▸ **PROBLEM TO WORK ON**:
Return each line of the items below that contains the word "with". Case counts.

▸ **RECORDS FOR THIS EXERCISE**:
════════════════

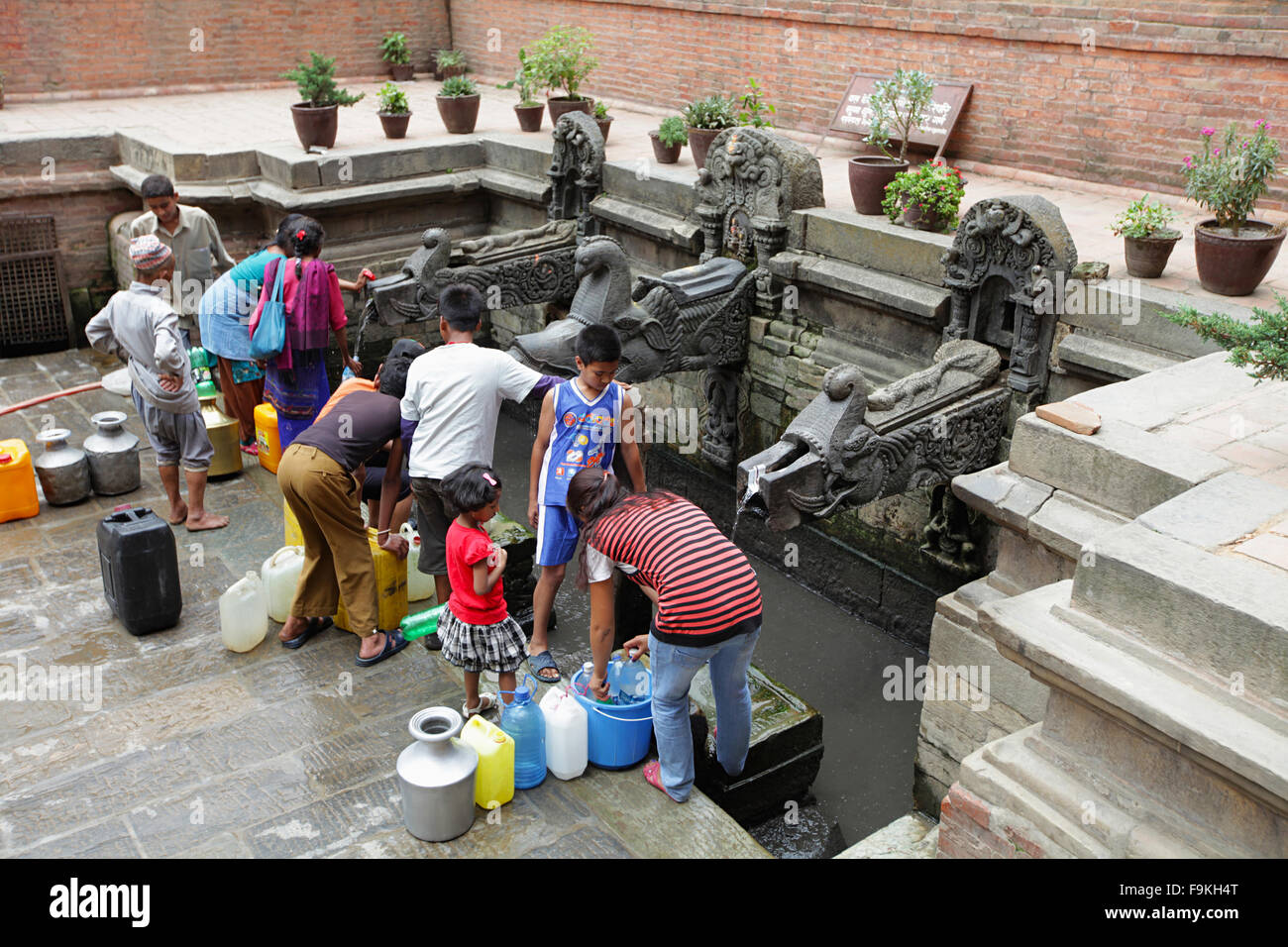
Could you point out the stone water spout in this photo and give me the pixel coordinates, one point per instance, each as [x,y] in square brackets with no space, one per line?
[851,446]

════════════════

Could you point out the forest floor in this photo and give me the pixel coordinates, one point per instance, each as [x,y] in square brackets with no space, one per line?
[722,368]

════════════════

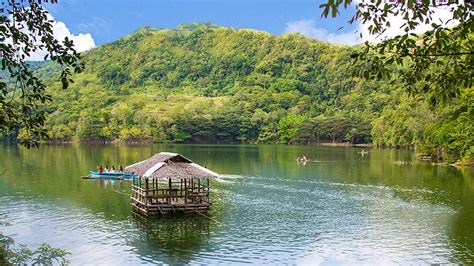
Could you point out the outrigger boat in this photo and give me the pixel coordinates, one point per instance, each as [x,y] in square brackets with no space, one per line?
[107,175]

════════════════

▸ **CORRECT RESPONSE**:
Could you point out the stone water spout in this photo and give me the pixel coordinates, one point per instance, each as [x,y] in square brackets with no space, one per line?
Could you point out the forest floor in this photo and give me the pixel coordinates, one point per instance, each as [x,y] in square brackets with no space, one per line?
Could you point out the outrigger boat in this photo and give me the pixel coordinates, one point per instance, each as [x,y] in square brackets with no space, one per line?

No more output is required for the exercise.